* Problem to work on: Set every record down again, identical to the original.

* Records from a dataset:
<<<<
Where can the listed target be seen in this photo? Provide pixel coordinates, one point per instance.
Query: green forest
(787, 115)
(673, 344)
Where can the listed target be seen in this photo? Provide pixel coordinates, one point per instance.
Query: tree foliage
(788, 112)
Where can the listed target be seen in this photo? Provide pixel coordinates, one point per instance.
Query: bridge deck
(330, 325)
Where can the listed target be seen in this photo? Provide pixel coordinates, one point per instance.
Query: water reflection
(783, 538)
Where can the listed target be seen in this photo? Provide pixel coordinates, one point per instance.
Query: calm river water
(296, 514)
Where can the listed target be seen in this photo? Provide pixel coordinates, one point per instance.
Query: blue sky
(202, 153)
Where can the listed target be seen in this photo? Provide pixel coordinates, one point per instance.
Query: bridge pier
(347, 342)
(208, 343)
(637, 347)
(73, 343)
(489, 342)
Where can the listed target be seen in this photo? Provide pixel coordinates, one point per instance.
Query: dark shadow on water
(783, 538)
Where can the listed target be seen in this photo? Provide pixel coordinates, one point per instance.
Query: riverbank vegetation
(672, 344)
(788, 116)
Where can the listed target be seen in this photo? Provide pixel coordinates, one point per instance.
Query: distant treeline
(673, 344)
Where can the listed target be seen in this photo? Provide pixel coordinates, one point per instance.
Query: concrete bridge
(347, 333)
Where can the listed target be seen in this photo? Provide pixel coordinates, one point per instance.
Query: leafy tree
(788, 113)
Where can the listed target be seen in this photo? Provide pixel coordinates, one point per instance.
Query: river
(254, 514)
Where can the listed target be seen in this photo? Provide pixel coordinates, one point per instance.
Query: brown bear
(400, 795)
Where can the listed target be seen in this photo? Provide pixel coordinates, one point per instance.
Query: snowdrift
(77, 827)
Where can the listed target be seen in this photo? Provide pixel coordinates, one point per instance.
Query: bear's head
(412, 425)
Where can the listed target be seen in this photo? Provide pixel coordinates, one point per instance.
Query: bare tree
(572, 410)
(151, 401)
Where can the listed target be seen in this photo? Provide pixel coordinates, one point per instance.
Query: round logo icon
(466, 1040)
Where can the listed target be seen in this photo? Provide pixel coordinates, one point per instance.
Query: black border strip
>>>>
* Exercise result:
Where can the listed target be seen in this photo? Provide pixel coordinates, one point per instance.
Query: green forest
(787, 115)
(673, 344)
Where can the listed target be seen in this photo? Provide pixel coordinates, one point per instance.
Query: tree foliage
(788, 112)
Where can the listed target be seen in this photo? Provide pixel coordinates, one point per instance.
Query: bridge deck
(330, 325)
Where can the listed target be seen in this photo? Provide pixel coordinates, one point per instance.
Query: water reflection
(783, 538)
Where can the listed target be seen in this photo? Provide pixel coordinates, one point per instance.
Query: calm river water
(296, 514)
Where can the listed target be seen in this photo? Provide pixel coordinates, one point per instance.
Query: blue sky
(202, 153)
Where can the listed target be seen in this photo? Provide pixel coordinates, one point per instance.
Query: bridge pier
(347, 342)
(208, 343)
(637, 347)
(73, 343)
(489, 342)
Where can the listed target be seen in this photo? Provide pixel coordinates, one point per instance.
Query: dark shadow on water
(783, 538)
Where can the listed target be seen in this photo? Provide pixel coordinates, one point per instance.
Query: riverbank vegetation
(672, 344)
(788, 116)
Where can the listed target be seen in this photo? Provide pixel coordinates, one point per instance.
Query: distant treeline
(673, 344)
Where can the listed target be seen in this photo? Provide pixel coordinates, one point per instance.
Query: concrete bridge
(347, 333)
Where can the listed target be seen in this photo? Provide pixel coordinates, one point per instance.
Query: leafy tree
(788, 113)
Where can the listed target be seen in this photo? Provide pixel coordinates, one point per instance.
Query: river
(254, 514)
Where can the listed target be seen in this photo? Provide pixel coordinates, one point per instance.
Query: brown bear
(400, 795)
Where can the listed target be seen in this photo? Provide pixel coordinates, one point per instance.
Query: snowdrift
(77, 827)
Where can the listed target be seen in this photo? Provide pixel coordinates, one point per instance.
Query: bear's head
(412, 425)
Where can the listed target be seen in this photo? Provide pixel coordinates, one point per instance.
Query: bare tree
(572, 410)
(151, 401)
Where can the listed target be seen in this photo? Provide pixel coordinates, one point per instance.
Query: round logo icon
(466, 1040)
Where can the listed target be seen in this photo? Provide pixel coordinates, one point per instance.
Query: black border strip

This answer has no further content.